Exercise instructions: Report back every line below that carries the word "balcony".

### Data provided

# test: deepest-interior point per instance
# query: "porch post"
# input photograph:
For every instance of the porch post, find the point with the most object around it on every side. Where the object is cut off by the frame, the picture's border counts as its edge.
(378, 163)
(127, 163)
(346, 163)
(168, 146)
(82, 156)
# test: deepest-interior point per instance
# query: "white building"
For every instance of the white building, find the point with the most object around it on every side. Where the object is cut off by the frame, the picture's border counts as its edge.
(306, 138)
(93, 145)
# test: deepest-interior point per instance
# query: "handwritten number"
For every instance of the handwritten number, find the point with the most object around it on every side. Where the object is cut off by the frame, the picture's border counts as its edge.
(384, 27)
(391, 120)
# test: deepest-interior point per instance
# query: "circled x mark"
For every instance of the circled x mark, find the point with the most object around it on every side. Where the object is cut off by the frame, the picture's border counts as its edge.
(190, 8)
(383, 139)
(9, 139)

######
### Data provided

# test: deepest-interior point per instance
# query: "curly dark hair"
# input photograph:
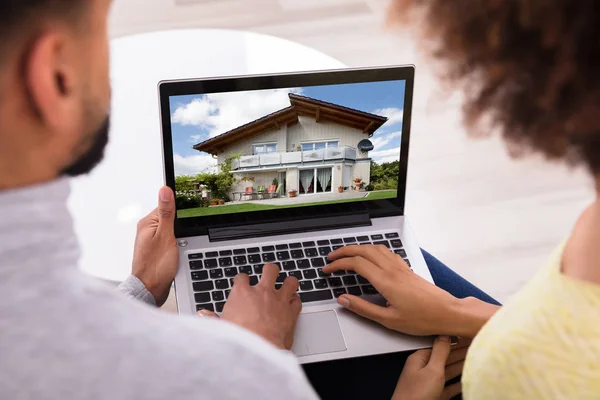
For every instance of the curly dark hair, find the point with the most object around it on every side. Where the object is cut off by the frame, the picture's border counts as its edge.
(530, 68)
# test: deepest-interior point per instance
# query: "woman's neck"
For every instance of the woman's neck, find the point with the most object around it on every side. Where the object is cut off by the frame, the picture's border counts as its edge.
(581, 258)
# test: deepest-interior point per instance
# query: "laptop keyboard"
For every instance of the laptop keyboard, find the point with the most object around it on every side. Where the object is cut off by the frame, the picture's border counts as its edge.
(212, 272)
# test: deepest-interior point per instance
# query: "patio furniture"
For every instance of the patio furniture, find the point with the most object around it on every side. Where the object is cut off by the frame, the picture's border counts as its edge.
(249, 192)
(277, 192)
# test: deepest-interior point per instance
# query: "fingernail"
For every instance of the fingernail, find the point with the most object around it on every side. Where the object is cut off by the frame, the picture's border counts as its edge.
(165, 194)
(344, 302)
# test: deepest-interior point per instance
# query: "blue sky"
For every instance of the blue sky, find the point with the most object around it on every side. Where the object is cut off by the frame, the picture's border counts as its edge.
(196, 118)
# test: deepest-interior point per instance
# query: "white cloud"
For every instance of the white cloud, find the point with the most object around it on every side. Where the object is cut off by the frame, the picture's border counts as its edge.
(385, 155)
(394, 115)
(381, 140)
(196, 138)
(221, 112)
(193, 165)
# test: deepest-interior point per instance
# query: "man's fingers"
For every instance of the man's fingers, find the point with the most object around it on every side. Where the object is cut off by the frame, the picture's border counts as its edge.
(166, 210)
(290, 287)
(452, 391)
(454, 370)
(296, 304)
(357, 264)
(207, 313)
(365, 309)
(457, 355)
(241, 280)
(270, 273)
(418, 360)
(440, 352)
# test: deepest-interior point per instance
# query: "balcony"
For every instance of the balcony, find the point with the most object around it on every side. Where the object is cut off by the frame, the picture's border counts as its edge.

######

Answer for the task:
# query: "balcony"
For every instance of the balcony, find the point with the most object around it on every side. Where the object is cut off by the frame, the picture's border counts as its edge.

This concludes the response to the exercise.